------ Source records

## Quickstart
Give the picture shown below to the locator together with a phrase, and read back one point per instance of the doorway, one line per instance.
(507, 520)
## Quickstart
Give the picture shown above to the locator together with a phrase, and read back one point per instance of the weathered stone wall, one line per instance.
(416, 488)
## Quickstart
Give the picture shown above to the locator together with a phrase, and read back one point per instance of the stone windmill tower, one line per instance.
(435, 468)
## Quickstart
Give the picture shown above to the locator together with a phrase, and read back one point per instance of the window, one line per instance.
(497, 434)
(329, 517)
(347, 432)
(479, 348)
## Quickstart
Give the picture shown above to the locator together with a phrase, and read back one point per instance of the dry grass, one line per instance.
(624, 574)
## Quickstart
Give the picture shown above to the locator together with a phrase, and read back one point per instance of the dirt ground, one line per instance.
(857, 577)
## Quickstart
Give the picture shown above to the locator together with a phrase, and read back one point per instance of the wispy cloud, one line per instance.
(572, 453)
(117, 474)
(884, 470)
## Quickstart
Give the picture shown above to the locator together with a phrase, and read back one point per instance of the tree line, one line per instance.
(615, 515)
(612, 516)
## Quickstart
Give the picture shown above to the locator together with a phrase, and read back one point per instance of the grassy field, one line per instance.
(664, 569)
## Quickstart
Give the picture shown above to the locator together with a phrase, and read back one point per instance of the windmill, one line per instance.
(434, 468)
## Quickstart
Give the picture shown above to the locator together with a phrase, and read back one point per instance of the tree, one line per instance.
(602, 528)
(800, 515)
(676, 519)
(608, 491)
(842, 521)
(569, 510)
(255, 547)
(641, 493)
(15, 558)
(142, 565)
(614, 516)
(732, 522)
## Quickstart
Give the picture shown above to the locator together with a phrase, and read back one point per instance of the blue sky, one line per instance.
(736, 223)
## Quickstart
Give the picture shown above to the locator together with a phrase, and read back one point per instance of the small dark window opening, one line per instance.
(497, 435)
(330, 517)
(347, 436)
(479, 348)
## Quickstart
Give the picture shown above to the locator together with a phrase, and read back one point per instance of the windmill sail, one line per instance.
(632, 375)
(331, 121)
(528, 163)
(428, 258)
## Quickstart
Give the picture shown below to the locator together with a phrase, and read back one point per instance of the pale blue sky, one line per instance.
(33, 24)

------------

### [Exercise objective]
Reproduce every entry shown above, precisely as it stands.

### [The response]
## Quickstart
Give the picture shown below to the locator together with a phrase, and read back one point per instance of the doorway, one line per instance.
(507, 520)
## Quickstart
Give the picture shown above to the locator together with a phrase, and read back one point per instance of the weathered stone wall, one line per instance.
(416, 488)
## Quickstart
Give the picture shown above to the locator together with a phrase, and read back one point per instance of the stone windmill tower, one line per instance.
(435, 468)
## Quickstart
Give the picture shown above to the locator together with a phrase, and read back one point per instance of the window, one line per instance.
(497, 434)
(329, 517)
(347, 432)
(479, 348)
## Quickstart
Give the picture shown above to the locator together with a phrase, and read back one point per instance of the dry grass, one line per instance.
(624, 574)
## Quickstart
Give the picture shown above to the locator together with a phrase, and read back one point per instance of the dirt ground, one line per instance.
(857, 577)
## Quickstart
Give the picture shown above to the locator together with a phrase, and read back one point per instance of the wispy cloud, one line per instance.
(572, 453)
(117, 474)
(884, 470)
## Quickstart
Give the picture shown above to the locator together with a phrase, and read back one point per instance of the tree line, one line per instance.
(615, 515)
(612, 516)
## Quickstart
Give the picture shown above to the locator together with a phrase, and read back one point per instance of the grassy field, one line per instance.
(664, 569)
## Quickstart
Give the picture shown above to the locator together with a phrase, and read back one point per instance of the windmill, one line per instance.
(434, 468)
## Quickstart
Give the picture shown above to the locator together with a phrase, and read back one point per instance of the tree, one line per instance.
(602, 528)
(800, 515)
(676, 519)
(608, 491)
(842, 521)
(569, 510)
(255, 547)
(641, 493)
(15, 558)
(142, 565)
(614, 516)
(732, 522)
## Quickstart
Give the picture shown above to the locator together with a phrase, and read back one point per instance of the blue sky, one line per instance.
(736, 223)
## Quickstart
Give the picture shown above to the locator together with a phrase, and read back one point per instance of the small dark window opening, one line per instance.
(497, 435)
(330, 517)
(347, 436)
(479, 348)
## Quickstart
Give the picture shown above to the locator together with a phrase, and read back one point per instance of the windmill sail, one line per instance.
(632, 375)
(331, 121)
(528, 163)
(428, 258)
## Quickstart
Give the picture shown below to the locator together with a phrase, and read back one point per instance of the pale blue sky, one line per instance.
(33, 24)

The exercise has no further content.